> **Text extract**:
◆ ◆ ◆ ◆

You can find the trained model here:
Studeni/reranker-msmarco-v1.1-ModernBERT-base-listnet

Observations on Loss

I noticed that the loss is slightly higher (~2.0). Through research and testing, I found that this discrepancy arises due to differences in distribution:

Ground truth labels are binary, which results in a sharp distribution.
Our CrossEncoder outputs discrete values, leading to a different distribution compared to the ground truth.
This mismatch explains the higher loss value.

One possible solution is to apply a transformation to the predicted distribution to better align it with the ground truth. However, for now, I think this is sufficient. Instead of refining this approach further, I’d prefer to integrate more listwise loss functions that are known to outperform ListNet.

Additionally, I assume that combining MSE and ListNet loss could yield better results by leveraging the strengths of both approaches. I can explore this further.

Issue with Missing Values in Evaluation CSV

While training, I noticed missing values in the evaluation CSVs.

Example from CERerankingEvaluator_NanoMSMARCO_results_@10.csv:

epoch,steps,MAP,MRR@10,NDCG@10
0.17214666896195557,2000,0.04166666666666666,0.0654804137172179
0.34429333792391115,4000,0.2629365079365079,0.32231584858096596
0.5164400068858668,6000,0.417079365079365,0.4742922970864457
0.6885866758478223,8000,0.45016666666666666,0.5006481726476146
0.8607333448097779,10000,0.49913492063492065,0.5646165118665413
1.0328800137717336,12000,0.49426984126984125,0.5609090407025468
1.205026682733689,14000,0.4636349206349206,0.5413296770100868
1.3771733516956446,16000,0.4563809523809524,0.5233662617261322

Here, we expect five columns, but only four values appear in some rows.
Initially, I suspected that NDCG was missing, but after further inspection, I believe MAP is missing. This issue occurs in all evaluation CSVs.

Has this happened in your training as well? I used the same (or a very similar) setup from your MS MARCO training example.

tomaarsen · 2025-02-17T12:59:13Z

I'll investigate the CSV issue, that one is definitely on me.

◆ ◆ ◆ ◆

[Collected data]
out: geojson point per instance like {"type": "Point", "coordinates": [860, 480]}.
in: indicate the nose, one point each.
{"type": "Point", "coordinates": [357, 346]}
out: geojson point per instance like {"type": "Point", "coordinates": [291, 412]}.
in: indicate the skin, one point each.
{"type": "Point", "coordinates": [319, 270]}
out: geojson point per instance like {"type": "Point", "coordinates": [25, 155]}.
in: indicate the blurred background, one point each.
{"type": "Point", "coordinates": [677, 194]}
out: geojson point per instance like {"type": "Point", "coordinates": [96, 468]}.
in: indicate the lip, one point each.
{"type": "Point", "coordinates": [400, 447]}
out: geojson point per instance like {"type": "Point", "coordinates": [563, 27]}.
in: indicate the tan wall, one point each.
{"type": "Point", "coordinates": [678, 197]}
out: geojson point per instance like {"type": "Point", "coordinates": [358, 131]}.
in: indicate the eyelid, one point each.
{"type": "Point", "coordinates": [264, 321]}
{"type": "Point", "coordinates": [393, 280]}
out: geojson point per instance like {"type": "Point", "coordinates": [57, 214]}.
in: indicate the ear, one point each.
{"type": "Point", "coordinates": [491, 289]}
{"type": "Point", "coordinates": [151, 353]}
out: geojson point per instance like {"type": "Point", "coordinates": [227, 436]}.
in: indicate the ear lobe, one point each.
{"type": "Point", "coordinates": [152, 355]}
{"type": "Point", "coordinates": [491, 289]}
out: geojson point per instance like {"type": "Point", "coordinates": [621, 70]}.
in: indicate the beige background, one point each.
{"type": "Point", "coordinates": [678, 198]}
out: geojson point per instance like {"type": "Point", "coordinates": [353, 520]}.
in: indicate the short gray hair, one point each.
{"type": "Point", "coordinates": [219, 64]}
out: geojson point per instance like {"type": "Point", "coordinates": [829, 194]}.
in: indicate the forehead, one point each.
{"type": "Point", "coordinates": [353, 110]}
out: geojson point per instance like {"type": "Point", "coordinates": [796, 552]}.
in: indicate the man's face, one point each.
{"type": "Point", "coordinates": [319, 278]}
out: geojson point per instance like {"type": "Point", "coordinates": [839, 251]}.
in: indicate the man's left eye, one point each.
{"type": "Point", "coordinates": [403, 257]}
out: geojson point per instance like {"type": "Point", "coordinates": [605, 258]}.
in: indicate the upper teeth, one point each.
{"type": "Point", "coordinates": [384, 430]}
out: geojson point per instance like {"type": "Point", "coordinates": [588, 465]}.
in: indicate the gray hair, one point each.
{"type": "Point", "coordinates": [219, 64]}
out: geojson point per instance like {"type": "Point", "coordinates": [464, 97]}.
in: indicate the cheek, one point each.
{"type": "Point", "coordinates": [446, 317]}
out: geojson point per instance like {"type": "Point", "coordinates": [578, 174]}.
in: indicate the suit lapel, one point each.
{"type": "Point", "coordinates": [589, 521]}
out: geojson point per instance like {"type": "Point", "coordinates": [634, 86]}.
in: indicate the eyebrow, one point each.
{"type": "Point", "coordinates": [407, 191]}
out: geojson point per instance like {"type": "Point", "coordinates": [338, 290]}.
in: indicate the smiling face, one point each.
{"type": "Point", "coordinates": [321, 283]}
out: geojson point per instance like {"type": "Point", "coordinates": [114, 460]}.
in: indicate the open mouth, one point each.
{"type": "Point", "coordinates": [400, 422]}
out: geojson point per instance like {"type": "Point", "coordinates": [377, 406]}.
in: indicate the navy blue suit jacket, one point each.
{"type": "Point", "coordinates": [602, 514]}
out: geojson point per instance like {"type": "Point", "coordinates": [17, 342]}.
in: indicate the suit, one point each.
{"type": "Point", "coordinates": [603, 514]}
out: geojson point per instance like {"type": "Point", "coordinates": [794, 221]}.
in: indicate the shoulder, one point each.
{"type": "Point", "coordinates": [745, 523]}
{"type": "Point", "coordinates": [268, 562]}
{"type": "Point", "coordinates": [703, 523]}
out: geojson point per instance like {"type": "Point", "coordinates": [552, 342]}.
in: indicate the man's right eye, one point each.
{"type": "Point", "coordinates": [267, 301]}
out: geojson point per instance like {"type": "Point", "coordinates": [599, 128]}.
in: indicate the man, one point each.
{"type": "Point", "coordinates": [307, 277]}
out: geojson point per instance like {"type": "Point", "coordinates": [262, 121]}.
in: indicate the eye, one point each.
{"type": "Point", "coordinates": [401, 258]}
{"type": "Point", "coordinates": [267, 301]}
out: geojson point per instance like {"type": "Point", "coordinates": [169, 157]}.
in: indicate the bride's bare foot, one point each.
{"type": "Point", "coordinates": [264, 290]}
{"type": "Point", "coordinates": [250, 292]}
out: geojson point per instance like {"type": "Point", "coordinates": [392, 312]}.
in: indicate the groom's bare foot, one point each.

◆ ◆ ◆ ◆

> **What this task involves**:
Extend the forum discussion on training the ModernBERT reranker with ListNet loss, beginning after its final sentence.

> **Task response**:
Beyond that, I've implemented an activation_fct parameter to all losses that post-process the logits to try and help with the distributions. For example, with MultipleNegativesRankingLoss (a.k.a. InfoNCE loss) I use Tanh based on https://arxiv.org/abs/2407.19669 to map the predictions as scores between -1 and 1 before using them in Cross Entropy Loss. Perhaps something like that is required for ListNetLoss as well?

I'm definitely open to other Listwise loss implementations! I'm currently looking into improving mine_hard_negatives so that it can be used to generate training and evaluation data with larger datasets.

Tom Aarsen

yjoonjang · 2025-03-17T06:12:00Z

Hi @milistu, @tomaarsen
I don't know this is a right way to contribute, but I've implemetned ListMLELoss to @tomaarsen's cross_encoder_trainer branch.

About ListMLELoss

ListMLE is a listwise learning-to-rank loss function that directly optimizes the likelihood of the correct permutation of documents. It models the probability of a permutation using the Plackett-Luce model, which sequentially selects items based on their scores.
The key difference between ListMLE and ListNet is in how they model the ranking problem:

ListNet uses a softmax to convert scores to probability distributions and minimizes the cross-entropy between the predicted distribution and the ground truth distribution. It focuses on the probability of items being ranked at the top position.
ListMLE directly models the probability of the entire permutation and maximizes the likelihood of the correct ordering. It captures the sequential nature of the ranking process, where each position is filled one by one.

Additionally, I've implemented Position-Aware ListMLE with lambda weighting, which applies different weights to different rank positions. This allows the model to focus more on getting the top positions correct, which is often more important in ranking tasks.

This loss is particularly valuable when dealing with multiple relevant documents that have a clear preference order. For example, when training a reranker for tool selection, some tools should be ranked higher than others for a given query, even though both are relevant. ListMLE can effectively learn these nuanced preferences by modeling the entire permutation probability, ensuring that the most suitable tool appears first in the ranking, followed by the second-best option, and so on.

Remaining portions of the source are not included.